#### TASK DIRECTIONS:
Look over the lines below. Report each one that includes the string "cheek".

#### TASK MATERIAL:
*** Block opens ***
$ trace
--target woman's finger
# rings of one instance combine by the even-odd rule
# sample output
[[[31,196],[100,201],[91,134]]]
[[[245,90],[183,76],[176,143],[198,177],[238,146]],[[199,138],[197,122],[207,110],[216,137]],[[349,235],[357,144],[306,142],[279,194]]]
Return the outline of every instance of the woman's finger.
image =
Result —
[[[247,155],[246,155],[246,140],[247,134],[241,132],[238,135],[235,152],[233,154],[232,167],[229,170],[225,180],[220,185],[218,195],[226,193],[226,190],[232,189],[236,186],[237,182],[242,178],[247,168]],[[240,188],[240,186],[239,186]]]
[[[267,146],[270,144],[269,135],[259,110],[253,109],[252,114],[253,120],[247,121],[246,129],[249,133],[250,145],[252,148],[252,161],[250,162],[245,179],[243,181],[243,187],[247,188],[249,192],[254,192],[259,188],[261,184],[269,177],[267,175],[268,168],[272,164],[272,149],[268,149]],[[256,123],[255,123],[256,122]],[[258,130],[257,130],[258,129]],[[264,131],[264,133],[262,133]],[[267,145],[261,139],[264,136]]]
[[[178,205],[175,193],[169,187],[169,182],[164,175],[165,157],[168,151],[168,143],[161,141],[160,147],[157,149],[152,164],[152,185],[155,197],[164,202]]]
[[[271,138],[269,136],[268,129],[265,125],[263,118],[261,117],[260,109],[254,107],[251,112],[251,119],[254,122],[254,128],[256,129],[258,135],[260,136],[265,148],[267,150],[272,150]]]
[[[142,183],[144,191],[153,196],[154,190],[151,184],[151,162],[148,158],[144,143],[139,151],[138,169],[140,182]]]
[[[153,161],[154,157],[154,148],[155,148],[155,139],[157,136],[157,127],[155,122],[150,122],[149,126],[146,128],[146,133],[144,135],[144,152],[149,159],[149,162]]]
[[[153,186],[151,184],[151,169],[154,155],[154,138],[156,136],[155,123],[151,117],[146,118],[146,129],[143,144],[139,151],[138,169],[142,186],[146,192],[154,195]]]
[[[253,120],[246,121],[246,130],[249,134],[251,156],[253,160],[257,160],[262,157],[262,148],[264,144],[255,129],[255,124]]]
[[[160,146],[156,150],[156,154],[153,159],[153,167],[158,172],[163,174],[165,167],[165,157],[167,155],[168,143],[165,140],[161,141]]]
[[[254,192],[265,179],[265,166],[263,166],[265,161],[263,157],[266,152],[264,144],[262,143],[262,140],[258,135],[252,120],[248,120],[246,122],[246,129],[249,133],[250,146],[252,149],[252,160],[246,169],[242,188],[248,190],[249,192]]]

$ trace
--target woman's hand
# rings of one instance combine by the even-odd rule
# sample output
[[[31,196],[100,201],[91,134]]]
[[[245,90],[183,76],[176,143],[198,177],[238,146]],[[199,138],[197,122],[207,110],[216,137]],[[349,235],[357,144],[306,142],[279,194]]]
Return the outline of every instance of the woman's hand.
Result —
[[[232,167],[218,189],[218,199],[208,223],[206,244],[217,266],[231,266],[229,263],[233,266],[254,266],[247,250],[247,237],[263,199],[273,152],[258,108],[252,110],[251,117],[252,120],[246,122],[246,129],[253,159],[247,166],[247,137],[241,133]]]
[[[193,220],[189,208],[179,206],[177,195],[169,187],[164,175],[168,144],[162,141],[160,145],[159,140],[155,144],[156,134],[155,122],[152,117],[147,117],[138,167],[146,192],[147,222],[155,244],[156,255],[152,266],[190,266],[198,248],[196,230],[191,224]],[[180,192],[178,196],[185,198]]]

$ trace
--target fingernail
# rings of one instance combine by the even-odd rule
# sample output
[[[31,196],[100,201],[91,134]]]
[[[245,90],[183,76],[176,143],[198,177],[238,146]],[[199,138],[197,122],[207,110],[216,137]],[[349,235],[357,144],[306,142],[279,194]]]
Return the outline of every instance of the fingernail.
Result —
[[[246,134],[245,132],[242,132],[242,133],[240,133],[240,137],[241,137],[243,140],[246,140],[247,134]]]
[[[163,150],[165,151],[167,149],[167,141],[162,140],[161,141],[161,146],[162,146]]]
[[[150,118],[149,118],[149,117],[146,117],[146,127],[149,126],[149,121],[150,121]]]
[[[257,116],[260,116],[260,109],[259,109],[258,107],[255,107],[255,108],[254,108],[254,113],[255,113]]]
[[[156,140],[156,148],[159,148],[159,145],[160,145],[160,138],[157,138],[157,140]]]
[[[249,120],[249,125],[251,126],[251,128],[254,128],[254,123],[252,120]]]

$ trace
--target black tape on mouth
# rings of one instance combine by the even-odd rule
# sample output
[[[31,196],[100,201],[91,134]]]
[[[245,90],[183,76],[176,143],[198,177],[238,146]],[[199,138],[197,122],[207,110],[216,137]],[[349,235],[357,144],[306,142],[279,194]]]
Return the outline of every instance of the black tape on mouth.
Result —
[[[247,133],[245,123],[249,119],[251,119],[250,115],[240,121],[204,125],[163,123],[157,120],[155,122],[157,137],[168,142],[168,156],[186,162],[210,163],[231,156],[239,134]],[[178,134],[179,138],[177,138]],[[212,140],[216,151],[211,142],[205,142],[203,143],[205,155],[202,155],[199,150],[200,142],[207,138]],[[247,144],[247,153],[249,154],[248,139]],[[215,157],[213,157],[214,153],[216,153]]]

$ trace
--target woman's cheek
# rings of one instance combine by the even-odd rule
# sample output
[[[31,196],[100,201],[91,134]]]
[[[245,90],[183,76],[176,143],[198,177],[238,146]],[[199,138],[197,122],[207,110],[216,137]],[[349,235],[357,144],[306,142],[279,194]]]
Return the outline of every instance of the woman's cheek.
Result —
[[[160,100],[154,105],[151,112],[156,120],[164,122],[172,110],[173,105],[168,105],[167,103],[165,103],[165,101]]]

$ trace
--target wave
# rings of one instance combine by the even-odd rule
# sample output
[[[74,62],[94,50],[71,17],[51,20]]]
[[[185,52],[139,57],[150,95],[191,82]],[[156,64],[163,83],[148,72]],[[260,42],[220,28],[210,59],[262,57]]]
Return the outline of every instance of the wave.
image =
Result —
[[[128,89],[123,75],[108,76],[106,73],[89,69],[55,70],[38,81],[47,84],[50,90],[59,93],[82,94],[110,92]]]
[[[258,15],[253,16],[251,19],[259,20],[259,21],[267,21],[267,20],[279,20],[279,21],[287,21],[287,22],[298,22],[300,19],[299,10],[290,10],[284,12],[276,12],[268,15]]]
*** Block closes ***
#### WORKED SOLUTION:
--target woman's cheek
Return the outline of every instance of the woman's cheek.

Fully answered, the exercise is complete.